# Directions:
Report each line of the records that contains the word "dust", copying every such line in full.

○ ○ ○

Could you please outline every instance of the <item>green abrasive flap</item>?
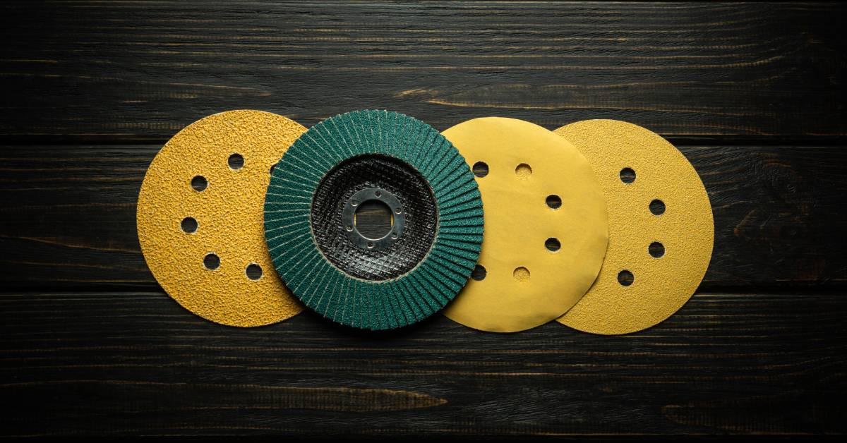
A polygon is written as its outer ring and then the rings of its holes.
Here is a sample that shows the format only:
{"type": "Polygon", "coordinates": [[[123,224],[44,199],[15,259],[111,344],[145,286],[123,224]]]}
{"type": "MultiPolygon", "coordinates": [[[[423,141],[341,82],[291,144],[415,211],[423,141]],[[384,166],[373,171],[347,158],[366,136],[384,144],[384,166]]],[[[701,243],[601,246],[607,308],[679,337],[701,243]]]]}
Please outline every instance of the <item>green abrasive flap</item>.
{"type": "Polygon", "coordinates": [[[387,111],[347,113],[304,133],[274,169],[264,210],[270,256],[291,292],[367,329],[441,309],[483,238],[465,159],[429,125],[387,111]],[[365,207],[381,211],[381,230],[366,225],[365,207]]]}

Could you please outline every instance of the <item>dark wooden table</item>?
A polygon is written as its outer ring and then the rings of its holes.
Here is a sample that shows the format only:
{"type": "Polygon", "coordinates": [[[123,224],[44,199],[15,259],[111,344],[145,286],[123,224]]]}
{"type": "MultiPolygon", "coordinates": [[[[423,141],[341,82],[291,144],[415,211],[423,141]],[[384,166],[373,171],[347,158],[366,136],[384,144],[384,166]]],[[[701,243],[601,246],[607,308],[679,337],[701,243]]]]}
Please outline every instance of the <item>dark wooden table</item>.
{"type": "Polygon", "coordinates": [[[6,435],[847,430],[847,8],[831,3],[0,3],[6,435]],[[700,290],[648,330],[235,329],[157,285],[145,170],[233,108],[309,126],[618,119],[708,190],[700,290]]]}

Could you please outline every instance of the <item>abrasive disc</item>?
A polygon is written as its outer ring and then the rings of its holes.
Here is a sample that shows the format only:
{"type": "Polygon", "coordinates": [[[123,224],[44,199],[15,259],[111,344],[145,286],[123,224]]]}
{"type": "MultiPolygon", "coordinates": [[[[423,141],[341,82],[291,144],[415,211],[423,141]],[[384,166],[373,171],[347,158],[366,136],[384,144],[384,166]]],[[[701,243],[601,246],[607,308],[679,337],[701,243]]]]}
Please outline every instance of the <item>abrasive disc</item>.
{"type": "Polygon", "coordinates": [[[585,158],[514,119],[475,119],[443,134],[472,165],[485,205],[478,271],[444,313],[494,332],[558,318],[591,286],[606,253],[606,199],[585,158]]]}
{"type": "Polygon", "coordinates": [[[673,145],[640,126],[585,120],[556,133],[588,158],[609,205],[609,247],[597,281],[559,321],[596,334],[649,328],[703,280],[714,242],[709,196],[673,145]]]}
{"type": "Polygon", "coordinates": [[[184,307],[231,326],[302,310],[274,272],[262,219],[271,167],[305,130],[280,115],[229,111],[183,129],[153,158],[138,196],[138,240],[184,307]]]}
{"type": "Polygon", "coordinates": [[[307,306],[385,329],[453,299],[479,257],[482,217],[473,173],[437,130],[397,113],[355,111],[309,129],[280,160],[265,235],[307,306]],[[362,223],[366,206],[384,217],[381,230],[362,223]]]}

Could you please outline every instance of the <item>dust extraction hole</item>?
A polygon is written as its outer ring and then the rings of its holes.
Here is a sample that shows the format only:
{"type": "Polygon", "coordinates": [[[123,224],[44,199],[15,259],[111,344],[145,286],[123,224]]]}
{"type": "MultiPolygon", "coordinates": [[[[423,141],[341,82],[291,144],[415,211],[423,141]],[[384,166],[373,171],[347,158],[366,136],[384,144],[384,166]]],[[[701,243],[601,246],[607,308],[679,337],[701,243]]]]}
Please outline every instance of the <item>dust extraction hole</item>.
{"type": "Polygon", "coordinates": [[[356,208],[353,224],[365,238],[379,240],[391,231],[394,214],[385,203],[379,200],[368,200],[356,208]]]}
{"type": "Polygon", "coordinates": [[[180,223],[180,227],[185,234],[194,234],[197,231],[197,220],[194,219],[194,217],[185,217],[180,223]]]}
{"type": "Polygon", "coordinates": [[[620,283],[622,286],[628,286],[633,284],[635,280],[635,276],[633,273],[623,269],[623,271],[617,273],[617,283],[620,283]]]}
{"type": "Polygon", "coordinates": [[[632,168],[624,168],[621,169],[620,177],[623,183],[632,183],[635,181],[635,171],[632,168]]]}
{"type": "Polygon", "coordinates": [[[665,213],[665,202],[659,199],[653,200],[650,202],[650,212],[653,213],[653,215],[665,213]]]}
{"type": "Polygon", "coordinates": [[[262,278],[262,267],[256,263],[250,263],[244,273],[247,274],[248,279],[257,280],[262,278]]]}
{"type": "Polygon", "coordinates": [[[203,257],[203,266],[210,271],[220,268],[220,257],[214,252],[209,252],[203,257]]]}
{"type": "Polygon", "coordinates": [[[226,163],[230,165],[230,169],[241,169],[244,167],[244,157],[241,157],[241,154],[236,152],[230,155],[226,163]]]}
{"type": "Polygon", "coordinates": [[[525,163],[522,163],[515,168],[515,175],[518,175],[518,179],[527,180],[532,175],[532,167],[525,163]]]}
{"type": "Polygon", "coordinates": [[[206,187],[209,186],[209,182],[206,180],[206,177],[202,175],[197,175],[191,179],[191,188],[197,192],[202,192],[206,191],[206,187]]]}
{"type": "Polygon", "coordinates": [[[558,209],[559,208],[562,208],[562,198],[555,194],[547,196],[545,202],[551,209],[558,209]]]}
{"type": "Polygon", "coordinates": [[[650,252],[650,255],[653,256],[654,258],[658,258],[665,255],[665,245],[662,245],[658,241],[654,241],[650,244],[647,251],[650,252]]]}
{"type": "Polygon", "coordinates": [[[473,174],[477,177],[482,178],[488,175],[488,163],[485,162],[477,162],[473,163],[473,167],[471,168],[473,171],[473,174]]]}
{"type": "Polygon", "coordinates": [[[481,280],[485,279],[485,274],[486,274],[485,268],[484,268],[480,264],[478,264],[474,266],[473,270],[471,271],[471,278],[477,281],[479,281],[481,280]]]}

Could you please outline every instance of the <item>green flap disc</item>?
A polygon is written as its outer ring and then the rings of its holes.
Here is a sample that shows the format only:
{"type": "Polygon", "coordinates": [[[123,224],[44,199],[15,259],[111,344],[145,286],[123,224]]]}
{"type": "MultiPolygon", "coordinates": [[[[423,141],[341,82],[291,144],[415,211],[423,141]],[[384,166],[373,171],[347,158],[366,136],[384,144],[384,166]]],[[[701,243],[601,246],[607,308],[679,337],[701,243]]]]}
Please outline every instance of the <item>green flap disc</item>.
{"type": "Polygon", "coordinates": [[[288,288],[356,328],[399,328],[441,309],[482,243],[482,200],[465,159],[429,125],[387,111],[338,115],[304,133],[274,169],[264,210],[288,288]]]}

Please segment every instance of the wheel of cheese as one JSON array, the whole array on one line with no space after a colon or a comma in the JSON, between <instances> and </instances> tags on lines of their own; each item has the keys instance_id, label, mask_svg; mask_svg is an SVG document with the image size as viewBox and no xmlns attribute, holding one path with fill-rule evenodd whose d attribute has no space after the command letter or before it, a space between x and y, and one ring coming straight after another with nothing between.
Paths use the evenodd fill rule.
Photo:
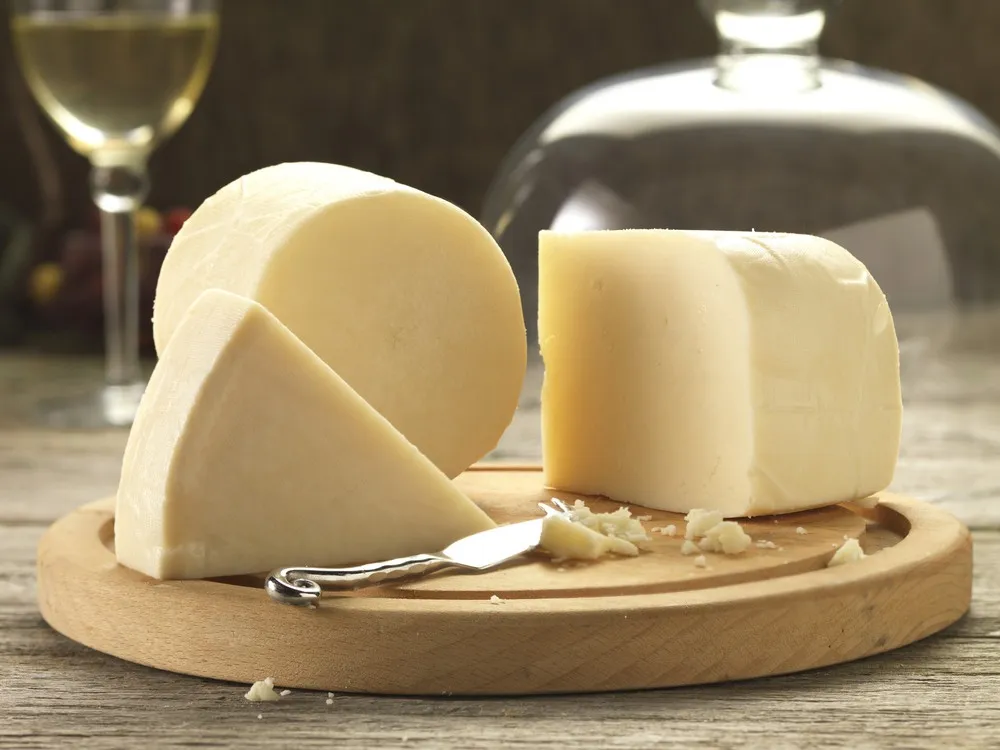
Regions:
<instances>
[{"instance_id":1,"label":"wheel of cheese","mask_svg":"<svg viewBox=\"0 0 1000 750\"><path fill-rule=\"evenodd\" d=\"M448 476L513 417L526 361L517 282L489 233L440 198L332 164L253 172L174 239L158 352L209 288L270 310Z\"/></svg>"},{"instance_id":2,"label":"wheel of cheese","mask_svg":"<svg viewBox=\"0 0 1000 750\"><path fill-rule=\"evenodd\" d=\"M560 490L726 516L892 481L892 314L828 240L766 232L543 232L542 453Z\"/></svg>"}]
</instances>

○ ○ ○

# Completed exercise:
Could you please outline every instance of the <item>dust extraction hole</item>?
Please outline every instance of the <item>dust extraction hole</item>.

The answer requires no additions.